====== SUPPLIED PASSAGE ======

Genting HK concerned with ability to continue operating

Genting-Hong-Kong

Casino cruise operator Genting Hong Kong said it is assessing whether the group will have sufficient financial resources to continue operating, and that it was concerned with the continued uncertainties brought on by the covid-19 pandemic.

The global cruise industry ground to a complete halt at the start of the pandemic at the start of the 2020. More than 500,000 jobs were lost from the cruise industry, along with around $23 billion in wages. Stock prices of major cruise operators fell nearly 70-80 percent. 

Genting said it was forced to temporarily suspend nearly all cruise operations, cancelling many sailings starting from February 2020. 

They were able to restart operations in Taiwan in July, and then later in Singapore in November, at severely reduced capacity. However, other cruise reopenings are yet to restart, according to the company filing. 

Furthermore, construction of new cruise ships that were in the pipeline have either been suspended or deferred, despite its shipyard operations recommencing in October 2020. 

Revenue for the year fell to US$366.8 million, down from US$1.6 billion in 2019. The group recorded an EBITDA loss of $385.8 million. As a result the company posted a net loss of US$1.7 billion for the year ended December 31, 2020.

Genting added that its financial liabilities exceeded its assets by approximately US$3.3 billion.

In a filing, Genting HK said its ability to continue going on will depend on a number of factors including whethe the group can raise additional liquidity, whether it can obtain a further debt holiday, reach agreements with suppliers and contractors to delay its capital commitment for ships that are yet to be built, and whether it can resume cruise operations planned for mid to late 2021, and more. 

Genting said if it fails to achieve the measures, the group would have to look at “write down the carrying values of the Group’s assets to their recoverable amounts, to provide for any further liabilities which might arise, and to reclassify non-current assets and non-current liabilities as current assets and current liabilities, respectively.”

Looking ahead, Genting said its main focus will be on restarting domestic cruises for residents with 2, 3 or 4-night weekend and weekday cruises.

However, a recent spike in covid-19 cases in Keelung and various parts of Taiwan has caused the group to voluntarily suspend Explorer Dream’s operations from May 12 to June 8, 2021. 

World Dream in Singapore had to further reduce its capacity from 50 percent to 25 percent, in line with the Singapore government’s lockdown from May 16 to June 13. 

In some good news, the company’s Crystal Cruise line is aiming to start up throughout July, sailing mostly within the Bahamas.

====== RECORD EXTRACTS ======

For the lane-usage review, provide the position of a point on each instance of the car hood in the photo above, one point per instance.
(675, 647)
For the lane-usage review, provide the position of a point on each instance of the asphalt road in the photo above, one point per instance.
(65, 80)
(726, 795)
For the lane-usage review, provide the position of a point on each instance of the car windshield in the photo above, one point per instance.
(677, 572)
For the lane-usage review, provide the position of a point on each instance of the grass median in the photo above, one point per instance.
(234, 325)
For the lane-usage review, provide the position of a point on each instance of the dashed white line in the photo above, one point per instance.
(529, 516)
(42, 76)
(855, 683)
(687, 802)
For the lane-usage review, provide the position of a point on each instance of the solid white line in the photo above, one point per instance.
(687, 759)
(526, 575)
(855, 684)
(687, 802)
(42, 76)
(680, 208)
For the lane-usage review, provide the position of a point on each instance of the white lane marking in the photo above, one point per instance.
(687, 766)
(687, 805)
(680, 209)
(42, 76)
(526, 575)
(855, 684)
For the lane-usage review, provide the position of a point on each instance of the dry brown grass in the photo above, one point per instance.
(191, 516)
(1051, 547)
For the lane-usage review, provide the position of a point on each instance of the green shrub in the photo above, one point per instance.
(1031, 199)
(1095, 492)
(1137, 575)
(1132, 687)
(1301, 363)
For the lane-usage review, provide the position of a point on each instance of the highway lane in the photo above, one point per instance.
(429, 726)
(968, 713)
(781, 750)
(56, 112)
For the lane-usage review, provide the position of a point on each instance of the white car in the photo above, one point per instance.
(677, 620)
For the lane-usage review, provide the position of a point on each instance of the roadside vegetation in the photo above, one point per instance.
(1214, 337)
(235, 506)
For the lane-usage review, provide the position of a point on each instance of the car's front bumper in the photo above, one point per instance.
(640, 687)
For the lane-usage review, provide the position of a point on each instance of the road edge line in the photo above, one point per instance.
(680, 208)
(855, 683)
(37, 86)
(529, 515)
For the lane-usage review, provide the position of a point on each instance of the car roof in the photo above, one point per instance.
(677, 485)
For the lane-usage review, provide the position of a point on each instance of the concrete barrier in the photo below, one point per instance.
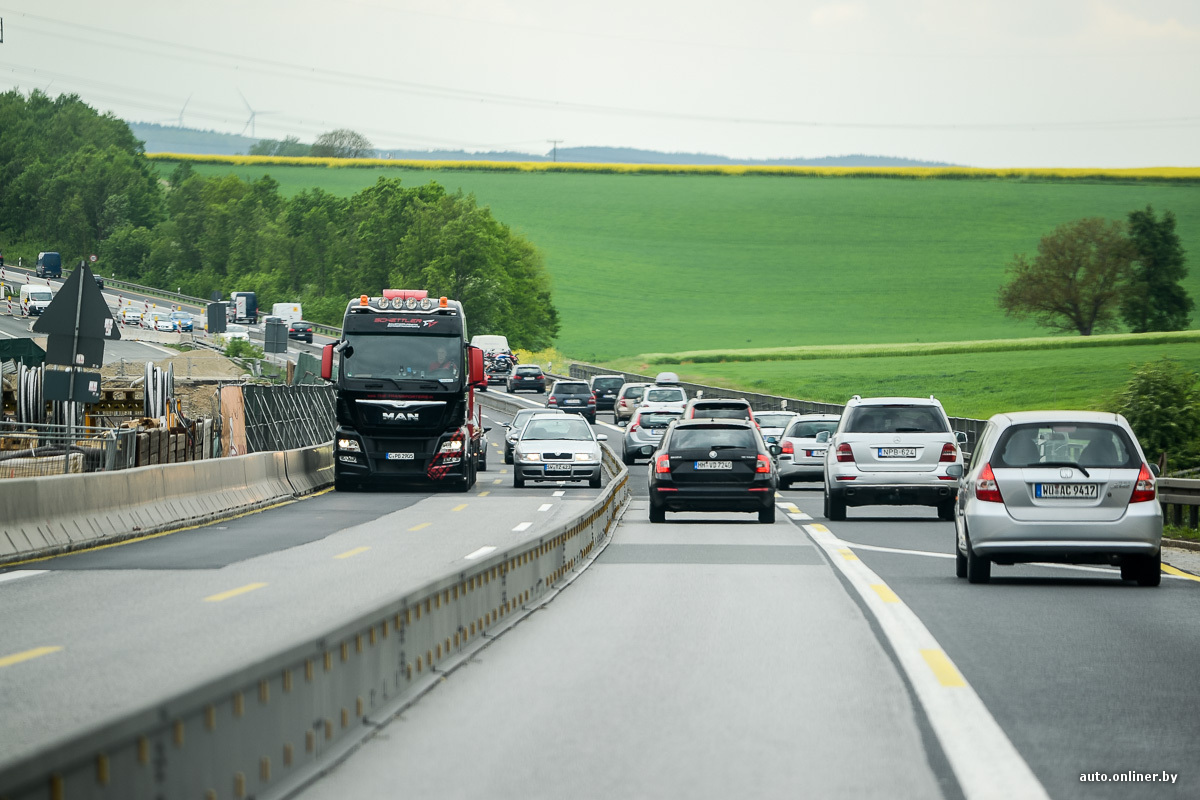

======

__WORK REQUEST__: Reproduce the Genting Hong Kong article word for word, everything from "They were able" down to "December 31, 2020.". The entries serve no purpose here and can be disregarded.

__ANSWER TO THIS TASK__:
They were able to restart operations in Taiwan in July, and then later in Singapore in November, at severely reduced capacity. However, other cruise reopenings are yet to restart, according to the company filing. 

Furthermore, construction of new cruise ships that were in the pipeline have either been suspended or deferred, despite its shipyard operations recommencing in October 2020. 

Revenue for the year fell to US$366.8 million, down from US$1.6 billion in 2019. The group recorded an EBITDA loss of $385.8 million. As a result the company posted a net loss of US$1.7 billion for the year ended December 31, 2020.